■ コラム本文 ■
コラム  ・千の風   
千の風
作者不詳のまま、欧米で語り継がれている一編の短い詩があります。

アイルランド共和軍のテロで亡くなった24歳の青年が「ぼくが死んだときに開封してください」と両親に託した封筒に残されていたという詩です。米国では、2001年9月11日の同時多発テロで犠牲になった父親をしのんで11歳の少女が朗読し、映画監督ハワード・ホークスの葬儀や、女優マリリン・モンローの25回忌でも朗読されていたという詩です。


わが国では、1995年に「あとに残された人へ 1000の風」(三五館)として出版され、最近では、作家で作詞・作曲家の新井満さんが曲をつけて、歌っています。


ネット検索してみると、多くの方が色々に訳詞されています。特に、”When you awake in the morning hush, I am the swift uplifting rush of quiet in circled flight.”には、色々な解釈があるようです。


朝日新聞の天声人語(2003年8月28日)で紹介されて、すでにご存知の方が多いと思いますが、心に残る詩なので、あえて自分流の訳詞にトライしてみました。

■ 課題の指示 ■
上にある千の風のコラムを、一字も変えずに全文書き写せ。

■ 記録一覧 ■

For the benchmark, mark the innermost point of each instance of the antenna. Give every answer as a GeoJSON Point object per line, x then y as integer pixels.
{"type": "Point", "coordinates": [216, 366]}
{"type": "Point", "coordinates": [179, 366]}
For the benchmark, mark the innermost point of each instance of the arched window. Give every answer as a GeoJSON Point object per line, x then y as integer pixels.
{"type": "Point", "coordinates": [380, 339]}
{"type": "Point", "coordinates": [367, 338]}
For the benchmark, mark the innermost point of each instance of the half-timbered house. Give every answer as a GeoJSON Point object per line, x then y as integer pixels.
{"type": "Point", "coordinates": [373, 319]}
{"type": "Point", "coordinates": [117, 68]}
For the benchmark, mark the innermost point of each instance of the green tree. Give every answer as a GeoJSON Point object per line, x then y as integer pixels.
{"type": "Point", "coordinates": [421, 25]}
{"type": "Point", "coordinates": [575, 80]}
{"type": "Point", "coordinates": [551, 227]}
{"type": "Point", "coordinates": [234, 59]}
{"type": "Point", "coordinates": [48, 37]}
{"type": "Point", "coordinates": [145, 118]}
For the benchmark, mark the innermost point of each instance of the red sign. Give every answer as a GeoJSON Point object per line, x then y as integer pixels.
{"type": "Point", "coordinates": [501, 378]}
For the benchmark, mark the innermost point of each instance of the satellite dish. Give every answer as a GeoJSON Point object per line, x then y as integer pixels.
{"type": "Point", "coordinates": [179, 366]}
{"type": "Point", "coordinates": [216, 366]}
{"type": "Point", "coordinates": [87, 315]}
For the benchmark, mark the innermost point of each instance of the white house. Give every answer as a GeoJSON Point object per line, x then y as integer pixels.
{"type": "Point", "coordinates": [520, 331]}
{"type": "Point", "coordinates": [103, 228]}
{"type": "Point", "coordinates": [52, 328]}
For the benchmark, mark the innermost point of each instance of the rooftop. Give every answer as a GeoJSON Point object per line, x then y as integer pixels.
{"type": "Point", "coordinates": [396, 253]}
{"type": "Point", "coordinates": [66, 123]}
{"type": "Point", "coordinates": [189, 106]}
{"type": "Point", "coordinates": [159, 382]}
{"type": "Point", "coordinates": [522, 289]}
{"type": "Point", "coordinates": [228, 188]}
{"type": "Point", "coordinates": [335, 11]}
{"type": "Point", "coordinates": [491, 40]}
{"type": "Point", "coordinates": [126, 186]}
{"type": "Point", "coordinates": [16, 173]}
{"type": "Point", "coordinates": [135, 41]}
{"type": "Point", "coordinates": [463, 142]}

■ 解答全文 ■
コラム  ・千の風   
千の風
作者不詳のまま、欧米で語り継がれている一編の短い詩があります。

アイルランド共和軍のテロで亡くなった24歳の青年が「ぼくが死んだときに開封してください」と両親に託した封筒に残されていたという詩です。米国では、2001年9月11日の同時多発テロで犠牲になった父親をしのんで11歳の少女が朗読し、映画監督ハワード・ホークスの葬儀や、女優マリリン・モンローの25回忌でも朗読されていたという詩です。


わが国では、1995年に「あとに残された人へ 1000の風」(三五館)として出版され、最近では、作家で作詞・作曲家の新井満さんが曲をつけて、歌っています。


ネット検索してみると、多くの方が色々に訳詞されています。特に、”When you awake in the morning hush, I am the swift uplifting rush of quiet in circled flight.”には、色々な解釈があるようです。


朝日新聞の天声人語(2003年8月28日)で紹介されて、すでにご存知の方が多いと思いますが、心に残る詩なので、あえて自分流の訳詞にトライしてみました。